* What to work on *
Gather each line of the entries below that includes "mask".

[Stored records]
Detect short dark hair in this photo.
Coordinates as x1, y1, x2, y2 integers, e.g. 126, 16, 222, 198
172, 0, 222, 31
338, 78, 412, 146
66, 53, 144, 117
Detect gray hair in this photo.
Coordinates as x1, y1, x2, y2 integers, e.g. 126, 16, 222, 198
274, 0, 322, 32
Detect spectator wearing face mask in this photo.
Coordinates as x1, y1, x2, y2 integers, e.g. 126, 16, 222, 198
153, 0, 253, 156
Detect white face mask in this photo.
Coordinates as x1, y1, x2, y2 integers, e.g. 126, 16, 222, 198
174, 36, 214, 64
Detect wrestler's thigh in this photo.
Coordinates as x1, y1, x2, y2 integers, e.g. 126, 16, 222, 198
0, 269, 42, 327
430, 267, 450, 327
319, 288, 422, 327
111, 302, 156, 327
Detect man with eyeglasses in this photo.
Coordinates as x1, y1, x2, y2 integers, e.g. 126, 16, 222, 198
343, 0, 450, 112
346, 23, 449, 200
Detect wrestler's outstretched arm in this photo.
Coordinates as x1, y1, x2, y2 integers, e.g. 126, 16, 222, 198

---

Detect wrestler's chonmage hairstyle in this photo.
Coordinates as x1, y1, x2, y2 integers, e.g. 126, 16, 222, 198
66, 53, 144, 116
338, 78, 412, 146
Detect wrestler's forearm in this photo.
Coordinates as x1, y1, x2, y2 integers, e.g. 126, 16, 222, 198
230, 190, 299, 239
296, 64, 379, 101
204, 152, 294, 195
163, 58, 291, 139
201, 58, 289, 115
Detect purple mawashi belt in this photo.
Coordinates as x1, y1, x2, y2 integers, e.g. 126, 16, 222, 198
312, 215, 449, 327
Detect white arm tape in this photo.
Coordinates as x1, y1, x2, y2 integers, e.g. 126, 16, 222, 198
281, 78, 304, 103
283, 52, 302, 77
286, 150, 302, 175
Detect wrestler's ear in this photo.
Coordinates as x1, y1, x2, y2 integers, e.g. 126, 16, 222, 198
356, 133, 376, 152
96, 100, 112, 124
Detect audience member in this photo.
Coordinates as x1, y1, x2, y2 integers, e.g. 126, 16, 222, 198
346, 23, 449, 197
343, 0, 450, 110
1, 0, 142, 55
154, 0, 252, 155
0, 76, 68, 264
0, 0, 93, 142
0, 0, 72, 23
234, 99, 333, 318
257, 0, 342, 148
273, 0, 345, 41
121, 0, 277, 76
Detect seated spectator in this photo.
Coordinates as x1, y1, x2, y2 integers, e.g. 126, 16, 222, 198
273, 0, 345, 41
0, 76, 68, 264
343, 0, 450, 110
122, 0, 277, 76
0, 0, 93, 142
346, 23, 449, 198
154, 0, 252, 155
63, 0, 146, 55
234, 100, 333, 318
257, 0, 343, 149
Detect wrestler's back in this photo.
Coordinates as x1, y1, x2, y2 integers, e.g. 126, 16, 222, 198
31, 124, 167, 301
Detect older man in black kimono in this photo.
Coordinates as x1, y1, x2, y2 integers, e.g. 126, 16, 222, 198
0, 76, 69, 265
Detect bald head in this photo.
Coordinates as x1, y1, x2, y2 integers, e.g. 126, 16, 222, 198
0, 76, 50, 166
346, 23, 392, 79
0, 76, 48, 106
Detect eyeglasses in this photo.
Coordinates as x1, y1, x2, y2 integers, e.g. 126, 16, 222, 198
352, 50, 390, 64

* Reply to the task *
Detect spectator wearing face mask in this photo.
Detect white face mask in this photo.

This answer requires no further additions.